How to complete this task:
Below are entries. Reproduce exactly the lines between the line holding "locate blue cabinet door" and the line holding "locate white cabinet door", inclusive, and only those.

::: The data

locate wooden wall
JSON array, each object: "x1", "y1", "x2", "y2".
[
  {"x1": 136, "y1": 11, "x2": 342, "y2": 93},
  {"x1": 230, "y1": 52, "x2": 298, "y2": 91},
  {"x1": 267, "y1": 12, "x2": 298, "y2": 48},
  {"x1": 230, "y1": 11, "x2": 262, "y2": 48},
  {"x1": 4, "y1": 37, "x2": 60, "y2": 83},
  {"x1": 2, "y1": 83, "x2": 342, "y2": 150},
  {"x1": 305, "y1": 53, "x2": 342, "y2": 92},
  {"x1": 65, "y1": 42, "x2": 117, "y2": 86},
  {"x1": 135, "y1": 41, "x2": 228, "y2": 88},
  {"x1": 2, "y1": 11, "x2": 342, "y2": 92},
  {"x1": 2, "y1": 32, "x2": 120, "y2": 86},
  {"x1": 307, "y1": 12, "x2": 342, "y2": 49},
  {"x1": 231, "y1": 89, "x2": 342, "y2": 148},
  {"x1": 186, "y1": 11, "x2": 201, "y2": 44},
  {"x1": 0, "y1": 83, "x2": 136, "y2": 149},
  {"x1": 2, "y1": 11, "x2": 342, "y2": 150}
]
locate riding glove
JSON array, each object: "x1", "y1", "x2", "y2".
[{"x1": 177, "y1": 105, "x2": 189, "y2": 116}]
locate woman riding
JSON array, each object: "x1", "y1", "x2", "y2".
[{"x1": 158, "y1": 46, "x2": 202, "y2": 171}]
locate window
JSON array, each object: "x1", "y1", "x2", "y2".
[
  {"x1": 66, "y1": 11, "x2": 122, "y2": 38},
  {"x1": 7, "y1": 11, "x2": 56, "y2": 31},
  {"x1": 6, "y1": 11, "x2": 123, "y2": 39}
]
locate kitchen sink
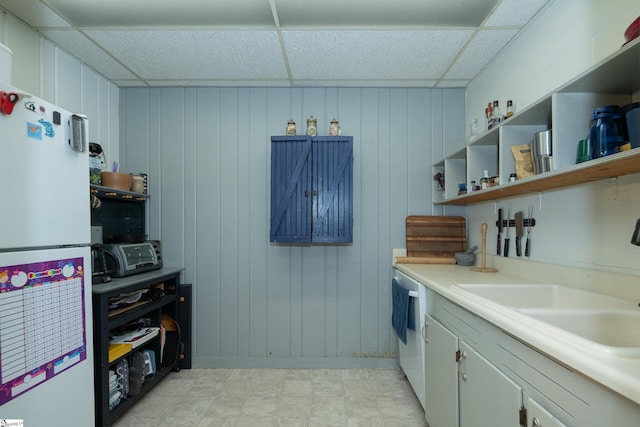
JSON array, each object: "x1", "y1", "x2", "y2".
[
  {"x1": 451, "y1": 283, "x2": 640, "y2": 357},
  {"x1": 517, "y1": 309, "x2": 640, "y2": 357},
  {"x1": 452, "y1": 283, "x2": 635, "y2": 310}
]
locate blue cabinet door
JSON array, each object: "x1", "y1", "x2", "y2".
[
  {"x1": 270, "y1": 136, "x2": 353, "y2": 243},
  {"x1": 270, "y1": 136, "x2": 313, "y2": 243},
  {"x1": 311, "y1": 137, "x2": 353, "y2": 243}
]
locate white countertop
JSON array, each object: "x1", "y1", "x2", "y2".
[{"x1": 393, "y1": 261, "x2": 640, "y2": 406}]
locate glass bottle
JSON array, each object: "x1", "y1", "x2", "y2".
[
  {"x1": 505, "y1": 100, "x2": 514, "y2": 119},
  {"x1": 485, "y1": 102, "x2": 492, "y2": 130},
  {"x1": 480, "y1": 170, "x2": 491, "y2": 190},
  {"x1": 489, "y1": 100, "x2": 503, "y2": 130}
]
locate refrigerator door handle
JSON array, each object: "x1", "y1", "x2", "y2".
[{"x1": 69, "y1": 113, "x2": 88, "y2": 152}]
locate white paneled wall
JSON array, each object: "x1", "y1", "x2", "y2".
[
  {"x1": 464, "y1": 0, "x2": 640, "y2": 276},
  {"x1": 0, "y1": 12, "x2": 120, "y2": 164},
  {"x1": 120, "y1": 87, "x2": 465, "y2": 367},
  {"x1": 466, "y1": 0, "x2": 640, "y2": 129}
]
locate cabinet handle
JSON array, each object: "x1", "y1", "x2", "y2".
[
  {"x1": 422, "y1": 317, "x2": 428, "y2": 343},
  {"x1": 531, "y1": 417, "x2": 542, "y2": 427},
  {"x1": 456, "y1": 350, "x2": 468, "y2": 381},
  {"x1": 179, "y1": 296, "x2": 185, "y2": 302}
]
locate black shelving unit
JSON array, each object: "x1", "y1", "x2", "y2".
[
  {"x1": 92, "y1": 268, "x2": 183, "y2": 427},
  {"x1": 90, "y1": 184, "x2": 148, "y2": 242}
]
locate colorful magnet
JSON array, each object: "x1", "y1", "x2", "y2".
[
  {"x1": 38, "y1": 118, "x2": 54, "y2": 137},
  {"x1": 25, "y1": 100, "x2": 36, "y2": 113},
  {"x1": 27, "y1": 122, "x2": 42, "y2": 140},
  {"x1": 0, "y1": 91, "x2": 18, "y2": 115}
]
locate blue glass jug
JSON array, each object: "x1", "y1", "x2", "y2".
[{"x1": 590, "y1": 106, "x2": 622, "y2": 159}]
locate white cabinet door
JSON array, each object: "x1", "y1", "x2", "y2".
[
  {"x1": 526, "y1": 396, "x2": 567, "y2": 427},
  {"x1": 424, "y1": 313, "x2": 459, "y2": 427},
  {"x1": 459, "y1": 341, "x2": 522, "y2": 427}
]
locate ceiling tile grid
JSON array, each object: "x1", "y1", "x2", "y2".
[{"x1": 0, "y1": 0, "x2": 552, "y2": 87}]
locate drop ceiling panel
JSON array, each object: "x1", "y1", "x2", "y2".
[
  {"x1": 0, "y1": 0, "x2": 71, "y2": 28},
  {"x1": 275, "y1": 0, "x2": 500, "y2": 27},
  {"x1": 0, "y1": 0, "x2": 552, "y2": 87},
  {"x1": 40, "y1": 29, "x2": 138, "y2": 80},
  {"x1": 45, "y1": 0, "x2": 275, "y2": 27},
  {"x1": 485, "y1": 0, "x2": 551, "y2": 26},
  {"x1": 437, "y1": 80, "x2": 471, "y2": 88},
  {"x1": 85, "y1": 30, "x2": 288, "y2": 80},
  {"x1": 283, "y1": 30, "x2": 474, "y2": 81},
  {"x1": 444, "y1": 29, "x2": 520, "y2": 79},
  {"x1": 293, "y1": 79, "x2": 440, "y2": 87},
  {"x1": 112, "y1": 79, "x2": 146, "y2": 87},
  {"x1": 144, "y1": 79, "x2": 292, "y2": 87}
]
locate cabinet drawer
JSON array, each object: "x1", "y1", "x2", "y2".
[
  {"x1": 495, "y1": 330, "x2": 640, "y2": 426},
  {"x1": 430, "y1": 291, "x2": 488, "y2": 349}
]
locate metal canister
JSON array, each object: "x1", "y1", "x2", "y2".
[{"x1": 531, "y1": 129, "x2": 552, "y2": 174}]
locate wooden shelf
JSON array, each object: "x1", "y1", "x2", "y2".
[
  {"x1": 91, "y1": 184, "x2": 148, "y2": 201},
  {"x1": 436, "y1": 148, "x2": 640, "y2": 205}
]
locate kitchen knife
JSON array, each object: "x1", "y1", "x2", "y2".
[
  {"x1": 497, "y1": 208, "x2": 502, "y2": 255},
  {"x1": 515, "y1": 211, "x2": 524, "y2": 257},
  {"x1": 503, "y1": 205, "x2": 511, "y2": 257},
  {"x1": 525, "y1": 205, "x2": 533, "y2": 257}
]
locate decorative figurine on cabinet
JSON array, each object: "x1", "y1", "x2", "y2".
[
  {"x1": 306, "y1": 116, "x2": 317, "y2": 136},
  {"x1": 329, "y1": 118, "x2": 341, "y2": 136},
  {"x1": 286, "y1": 119, "x2": 296, "y2": 136}
]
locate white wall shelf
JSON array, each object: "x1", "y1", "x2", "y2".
[{"x1": 434, "y1": 38, "x2": 640, "y2": 206}]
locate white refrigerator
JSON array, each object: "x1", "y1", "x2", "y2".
[{"x1": 0, "y1": 81, "x2": 94, "y2": 425}]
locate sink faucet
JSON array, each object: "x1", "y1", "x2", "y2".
[{"x1": 632, "y1": 219, "x2": 640, "y2": 246}]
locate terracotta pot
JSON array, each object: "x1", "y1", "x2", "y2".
[{"x1": 101, "y1": 172, "x2": 133, "y2": 191}]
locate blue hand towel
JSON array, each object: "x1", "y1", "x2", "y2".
[{"x1": 392, "y1": 279, "x2": 416, "y2": 345}]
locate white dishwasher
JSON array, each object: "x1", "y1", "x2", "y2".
[{"x1": 393, "y1": 269, "x2": 427, "y2": 410}]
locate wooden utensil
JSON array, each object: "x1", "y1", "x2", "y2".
[{"x1": 471, "y1": 223, "x2": 498, "y2": 273}]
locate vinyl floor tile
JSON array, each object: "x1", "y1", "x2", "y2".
[{"x1": 110, "y1": 368, "x2": 425, "y2": 427}]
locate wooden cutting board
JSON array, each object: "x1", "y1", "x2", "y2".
[
  {"x1": 395, "y1": 256, "x2": 456, "y2": 264},
  {"x1": 406, "y1": 215, "x2": 467, "y2": 259}
]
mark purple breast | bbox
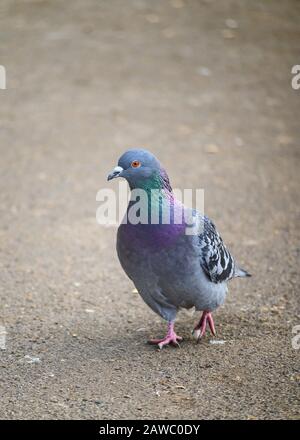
[118,222,185,252]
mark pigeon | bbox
[107,149,251,348]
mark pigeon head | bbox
[107,149,172,191]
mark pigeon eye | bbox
[131,160,141,168]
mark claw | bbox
[148,322,182,349]
[207,313,216,336]
[193,311,216,341]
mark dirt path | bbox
[0,0,299,419]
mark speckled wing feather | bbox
[198,216,235,283]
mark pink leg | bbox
[148,321,183,349]
[193,311,216,341]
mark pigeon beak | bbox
[107,166,123,181]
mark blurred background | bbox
[0,0,299,420]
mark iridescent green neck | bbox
[127,171,176,225]
[132,170,173,194]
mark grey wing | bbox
[198,216,235,283]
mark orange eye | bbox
[131,160,141,168]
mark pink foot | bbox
[193,311,216,341]
[148,322,183,349]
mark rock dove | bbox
[107,149,251,348]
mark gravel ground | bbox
[0,0,299,420]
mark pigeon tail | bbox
[235,267,252,278]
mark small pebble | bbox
[197,66,211,77]
[205,143,219,154]
[222,29,235,39]
[225,18,238,29]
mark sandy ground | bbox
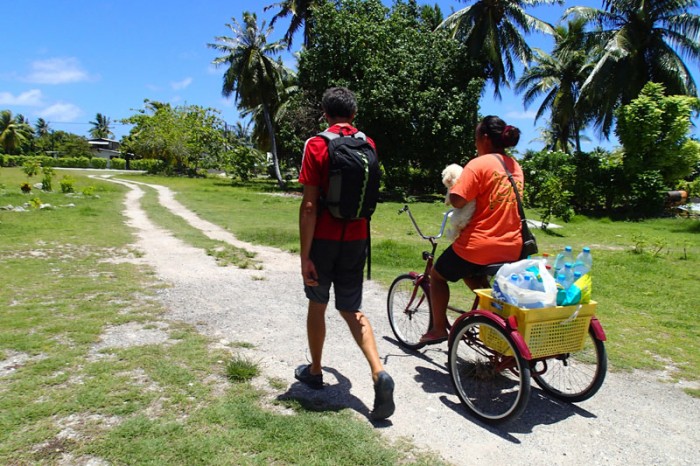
[99,175,699,465]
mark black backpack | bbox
[318,129,380,220]
[318,129,381,279]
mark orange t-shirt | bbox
[451,153,523,265]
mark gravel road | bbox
[101,175,699,465]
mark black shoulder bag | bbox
[492,154,538,260]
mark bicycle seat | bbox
[482,262,508,277]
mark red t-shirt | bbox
[451,153,523,264]
[298,124,376,241]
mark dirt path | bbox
[102,176,699,465]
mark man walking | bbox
[296,87,394,421]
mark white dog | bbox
[442,163,476,240]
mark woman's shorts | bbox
[434,245,489,283]
[304,239,367,311]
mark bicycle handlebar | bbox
[398,204,453,241]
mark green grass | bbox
[0,168,443,465]
[119,173,700,389]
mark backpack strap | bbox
[317,129,367,141]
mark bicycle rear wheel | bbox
[448,316,531,423]
[387,274,431,350]
[532,328,607,402]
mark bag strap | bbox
[366,219,372,281]
[491,154,527,222]
[317,130,367,141]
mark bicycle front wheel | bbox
[387,274,432,350]
[532,328,607,402]
[448,316,531,423]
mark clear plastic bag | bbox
[493,259,557,308]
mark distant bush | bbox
[110,158,126,169]
[90,158,108,169]
[131,158,165,174]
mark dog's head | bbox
[441,164,463,189]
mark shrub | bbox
[41,166,54,191]
[110,158,126,170]
[20,182,31,194]
[60,176,75,193]
[130,158,166,174]
[22,160,41,177]
[90,157,108,169]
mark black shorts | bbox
[304,239,367,311]
[434,245,489,283]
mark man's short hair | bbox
[322,87,357,119]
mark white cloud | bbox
[171,77,193,90]
[0,89,44,106]
[38,102,82,122]
[25,57,90,84]
[505,110,537,120]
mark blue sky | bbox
[1,0,697,154]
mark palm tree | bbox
[89,113,114,139]
[233,121,253,146]
[265,0,326,49]
[209,11,287,188]
[515,18,594,153]
[0,110,33,154]
[567,0,700,136]
[439,0,560,97]
[35,118,50,138]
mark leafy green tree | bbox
[221,145,267,181]
[520,149,575,227]
[265,0,327,49]
[615,82,700,186]
[567,0,700,136]
[298,0,482,193]
[0,110,33,154]
[209,12,288,188]
[121,102,228,175]
[516,18,594,153]
[89,113,114,139]
[51,131,93,158]
[438,0,559,97]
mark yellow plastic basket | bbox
[475,289,597,359]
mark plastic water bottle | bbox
[502,274,521,305]
[561,263,575,289]
[555,273,568,306]
[522,274,535,290]
[541,252,552,271]
[553,246,574,275]
[573,247,593,276]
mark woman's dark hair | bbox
[478,115,521,149]
[322,87,358,119]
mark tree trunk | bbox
[262,103,285,189]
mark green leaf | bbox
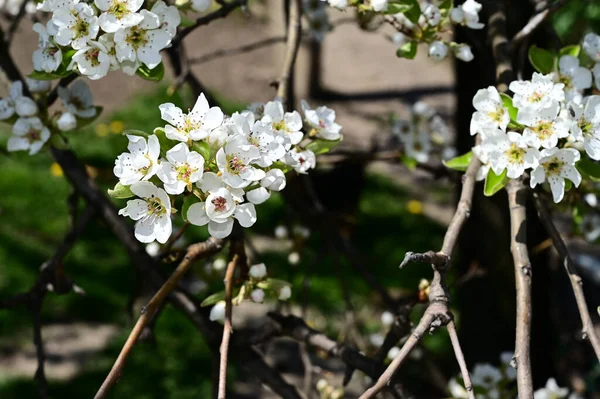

::::::

The answer:
locate blue cabinet door
JSON array, each object: "x1", "y1", "x2", "y2".
[
  {"x1": 270, "y1": 136, "x2": 353, "y2": 243},
  {"x1": 270, "y1": 136, "x2": 313, "y2": 243},
  {"x1": 311, "y1": 137, "x2": 353, "y2": 243}
]
locate white countertop
JSON array, each object: "x1", "y1", "x2", "y2".
[{"x1": 393, "y1": 261, "x2": 640, "y2": 406}]
locate glass bottle
JSON array, each object: "x1", "y1", "x2", "y2".
[
  {"x1": 505, "y1": 100, "x2": 514, "y2": 119},
  {"x1": 485, "y1": 102, "x2": 492, "y2": 130},
  {"x1": 480, "y1": 170, "x2": 491, "y2": 190},
  {"x1": 489, "y1": 100, "x2": 503, "y2": 130}
]
locate refrigerator door handle
JSON array, each object: "x1", "y1", "x2", "y2".
[{"x1": 69, "y1": 113, "x2": 88, "y2": 152}]
locate white paneled wall
JSON array, each object: "x1", "y1", "x2", "y2".
[
  {"x1": 464, "y1": 0, "x2": 640, "y2": 276},
  {"x1": 0, "y1": 12, "x2": 120, "y2": 164},
  {"x1": 120, "y1": 87, "x2": 465, "y2": 367},
  {"x1": 466, "y1": 0, "x2": 640, "y2": 129}
]
locate cabinet handle
JSON array, each object: "x1", "y1", "x2", "y2".
[
  {"x1": 422, "y1": 317, "x2": 428, "y2": 343},
  {"x1": 531, "y1": 417, "x2": 542, "y2": 427},
  {"x1": 456, "y1": 350, "x2": 468, "y2": 381},
  {"x1": 179, "y1": 296, "x2": 185, "y2": 302}
]
locate black shelving unit
JSON array, each object: "x1", "y1", "x2", "y2".
[
  {"x1": 92, "y1": 268, "x2": 183, "y2": 427},
  {"x1": 90, "y1": 184, "x2": 148, "y2": 242}
]
locate colorful magnet
JSON array, each object: "x1", "y1", "x2", "y2".
[
  {"x1": 38, "y1": 118, "x2": 54, "y2": 137},
  {"x1": 25, "y1": 100, "x2": 36, "y2": 113},
  {"x1": 27, "y1": 122, "x2": 42, "y2": 140},
  {"x1": 0, "y1": 91, "x2": 18, "y2": 115}
]
locate blue glass jug
JSON array, each object: "x1", "y1", "x2", "y2".
[{"x1": 590, "y1": 106, "x2": 622, "y2": 159}]
locate white cabinet door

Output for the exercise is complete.